══ Provided data
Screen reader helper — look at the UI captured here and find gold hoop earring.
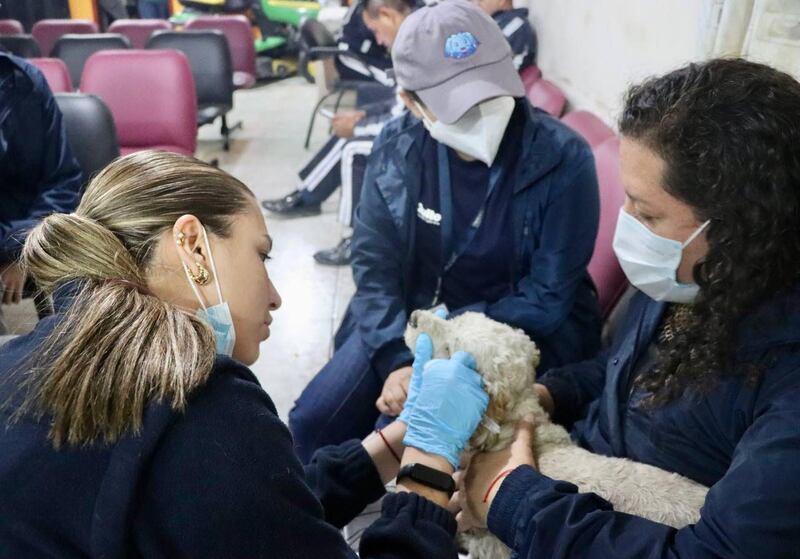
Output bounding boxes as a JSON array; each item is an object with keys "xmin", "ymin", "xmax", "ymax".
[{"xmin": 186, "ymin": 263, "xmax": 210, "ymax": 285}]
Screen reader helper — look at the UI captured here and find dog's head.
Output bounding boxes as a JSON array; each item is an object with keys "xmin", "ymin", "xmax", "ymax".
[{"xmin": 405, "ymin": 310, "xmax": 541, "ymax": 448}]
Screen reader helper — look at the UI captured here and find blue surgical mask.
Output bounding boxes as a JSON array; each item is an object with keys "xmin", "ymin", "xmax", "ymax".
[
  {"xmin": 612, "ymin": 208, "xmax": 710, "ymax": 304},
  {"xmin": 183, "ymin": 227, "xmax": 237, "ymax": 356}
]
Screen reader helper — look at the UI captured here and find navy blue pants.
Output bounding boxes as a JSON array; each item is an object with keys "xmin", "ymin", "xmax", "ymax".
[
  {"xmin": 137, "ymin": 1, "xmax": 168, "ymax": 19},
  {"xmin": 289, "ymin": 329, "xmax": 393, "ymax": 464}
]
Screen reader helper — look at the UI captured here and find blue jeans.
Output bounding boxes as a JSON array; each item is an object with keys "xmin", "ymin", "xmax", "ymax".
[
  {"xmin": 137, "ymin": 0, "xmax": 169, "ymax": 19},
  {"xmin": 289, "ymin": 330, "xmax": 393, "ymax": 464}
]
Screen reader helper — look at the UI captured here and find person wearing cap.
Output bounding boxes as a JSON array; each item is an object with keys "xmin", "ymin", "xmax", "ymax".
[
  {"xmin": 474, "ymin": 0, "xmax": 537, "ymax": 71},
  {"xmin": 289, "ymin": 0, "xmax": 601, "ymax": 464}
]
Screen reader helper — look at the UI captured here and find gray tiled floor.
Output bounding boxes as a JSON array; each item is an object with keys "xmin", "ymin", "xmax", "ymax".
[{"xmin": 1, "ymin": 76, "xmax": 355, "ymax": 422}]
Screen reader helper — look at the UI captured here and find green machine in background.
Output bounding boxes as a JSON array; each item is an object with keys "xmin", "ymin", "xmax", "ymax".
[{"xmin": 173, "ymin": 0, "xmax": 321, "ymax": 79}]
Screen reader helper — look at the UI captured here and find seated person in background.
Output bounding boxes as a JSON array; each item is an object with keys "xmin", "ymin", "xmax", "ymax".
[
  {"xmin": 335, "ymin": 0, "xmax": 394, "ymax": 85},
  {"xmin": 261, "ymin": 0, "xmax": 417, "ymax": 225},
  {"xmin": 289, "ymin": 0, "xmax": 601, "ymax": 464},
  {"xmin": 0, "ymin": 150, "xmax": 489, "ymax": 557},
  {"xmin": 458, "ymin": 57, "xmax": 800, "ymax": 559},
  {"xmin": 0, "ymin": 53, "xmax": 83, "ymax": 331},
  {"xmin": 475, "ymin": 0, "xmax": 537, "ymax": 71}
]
════
══ Provided data
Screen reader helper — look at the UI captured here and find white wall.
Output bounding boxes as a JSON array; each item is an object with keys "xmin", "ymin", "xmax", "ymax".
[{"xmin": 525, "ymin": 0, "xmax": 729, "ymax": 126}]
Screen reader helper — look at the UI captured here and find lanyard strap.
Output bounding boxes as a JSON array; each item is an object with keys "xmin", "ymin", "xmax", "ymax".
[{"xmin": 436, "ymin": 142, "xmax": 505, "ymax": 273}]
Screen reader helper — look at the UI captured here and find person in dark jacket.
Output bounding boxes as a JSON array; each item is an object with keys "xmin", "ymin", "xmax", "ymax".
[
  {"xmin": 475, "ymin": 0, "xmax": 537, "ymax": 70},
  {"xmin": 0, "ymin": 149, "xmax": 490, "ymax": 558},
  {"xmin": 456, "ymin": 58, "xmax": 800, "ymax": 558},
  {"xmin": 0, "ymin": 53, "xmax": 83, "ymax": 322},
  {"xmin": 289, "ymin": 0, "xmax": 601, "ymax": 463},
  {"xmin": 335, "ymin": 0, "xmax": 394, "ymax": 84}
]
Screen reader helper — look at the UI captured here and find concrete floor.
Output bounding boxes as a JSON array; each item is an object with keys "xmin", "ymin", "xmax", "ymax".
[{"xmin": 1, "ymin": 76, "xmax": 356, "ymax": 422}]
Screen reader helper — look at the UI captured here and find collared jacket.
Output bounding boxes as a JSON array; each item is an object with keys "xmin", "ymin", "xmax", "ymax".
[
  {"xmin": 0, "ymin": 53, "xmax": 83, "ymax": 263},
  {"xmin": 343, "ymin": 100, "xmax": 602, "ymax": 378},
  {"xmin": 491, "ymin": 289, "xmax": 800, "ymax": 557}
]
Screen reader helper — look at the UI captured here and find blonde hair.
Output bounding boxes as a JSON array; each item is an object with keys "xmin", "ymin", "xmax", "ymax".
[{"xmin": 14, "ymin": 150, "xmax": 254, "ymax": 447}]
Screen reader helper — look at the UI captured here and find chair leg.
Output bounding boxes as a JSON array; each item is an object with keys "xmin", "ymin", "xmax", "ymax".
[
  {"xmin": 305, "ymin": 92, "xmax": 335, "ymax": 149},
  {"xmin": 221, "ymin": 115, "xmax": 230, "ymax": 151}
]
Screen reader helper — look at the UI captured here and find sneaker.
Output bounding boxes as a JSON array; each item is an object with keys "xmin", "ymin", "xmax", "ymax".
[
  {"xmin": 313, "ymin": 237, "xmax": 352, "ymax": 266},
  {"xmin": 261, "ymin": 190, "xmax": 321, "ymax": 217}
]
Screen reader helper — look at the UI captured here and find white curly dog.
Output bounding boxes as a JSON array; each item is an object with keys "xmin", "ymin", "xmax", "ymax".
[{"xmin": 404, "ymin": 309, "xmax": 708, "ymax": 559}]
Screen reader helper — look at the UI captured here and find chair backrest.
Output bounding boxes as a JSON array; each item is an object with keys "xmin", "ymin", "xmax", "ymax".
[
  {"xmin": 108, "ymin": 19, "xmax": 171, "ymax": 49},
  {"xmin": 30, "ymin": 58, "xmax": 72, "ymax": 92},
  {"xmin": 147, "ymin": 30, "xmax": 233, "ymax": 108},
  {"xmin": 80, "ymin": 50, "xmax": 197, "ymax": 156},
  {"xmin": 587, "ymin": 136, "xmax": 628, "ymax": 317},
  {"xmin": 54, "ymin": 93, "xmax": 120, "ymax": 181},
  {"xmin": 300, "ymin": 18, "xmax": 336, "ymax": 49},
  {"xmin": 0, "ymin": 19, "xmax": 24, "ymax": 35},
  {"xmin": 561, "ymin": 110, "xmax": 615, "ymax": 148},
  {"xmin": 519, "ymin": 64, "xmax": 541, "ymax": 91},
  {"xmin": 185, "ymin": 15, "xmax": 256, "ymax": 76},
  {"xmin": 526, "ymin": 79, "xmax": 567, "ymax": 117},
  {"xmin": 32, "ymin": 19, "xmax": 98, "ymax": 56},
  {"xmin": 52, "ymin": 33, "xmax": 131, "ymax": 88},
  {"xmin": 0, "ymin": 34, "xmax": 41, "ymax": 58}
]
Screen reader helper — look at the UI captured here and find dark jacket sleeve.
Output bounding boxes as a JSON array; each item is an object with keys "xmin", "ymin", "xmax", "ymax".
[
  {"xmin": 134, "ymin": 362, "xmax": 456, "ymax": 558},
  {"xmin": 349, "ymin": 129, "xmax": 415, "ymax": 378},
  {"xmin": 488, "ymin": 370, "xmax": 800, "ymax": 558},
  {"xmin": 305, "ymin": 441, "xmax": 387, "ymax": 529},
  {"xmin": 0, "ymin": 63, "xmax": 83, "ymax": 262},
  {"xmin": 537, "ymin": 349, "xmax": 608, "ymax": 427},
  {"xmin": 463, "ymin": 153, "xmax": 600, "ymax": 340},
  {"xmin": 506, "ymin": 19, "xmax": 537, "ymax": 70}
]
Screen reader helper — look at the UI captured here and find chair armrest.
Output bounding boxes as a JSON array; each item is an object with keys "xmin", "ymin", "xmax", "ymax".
════
**Task prompt**
In the data above, start at the line that has "find blonde hair.", stop after the line that has "white curly dog.", and print every line in between exactly as it stands.

**Answer to this task**
Screen reader helper — look at the UI captured here and find blonde hair.
Output bounding boxes as a JSON array; each item is an object with keys "xmin", "ymin", "xmax", "ymax".
[{"xmin": 14, "ymin": 150, "xmax": 254, "ymax": 447}]
Screen reader helper — look at the UI captured here and find chair leg.
Output bounding boxes as a JSON array; each item is an object with keys "xmin", "ymin", "xmax", "ymax".
[
  {"xmin": 305, "ymin": 92, "xmax": 335, "ymax": 149},
  {"xmin": 221, "ymin": 115, "xmax": 230, "ymax": 151}
]
Screen reader helper — look at the UI captured here and find sneaker.
Output bounding boxes as a JSON array; each item is an object with keys "xmin", "ymin", "xmax", "ymax".
[
  {"xmin": 313, "ymin": 237, "xmax": 352, "ymax": 266},
  {"xmin": 261, "ymin": 190, "xmax": 321, "ymax": 217}
]
Screen reader helper — look at the UI captured here and find white curly dog.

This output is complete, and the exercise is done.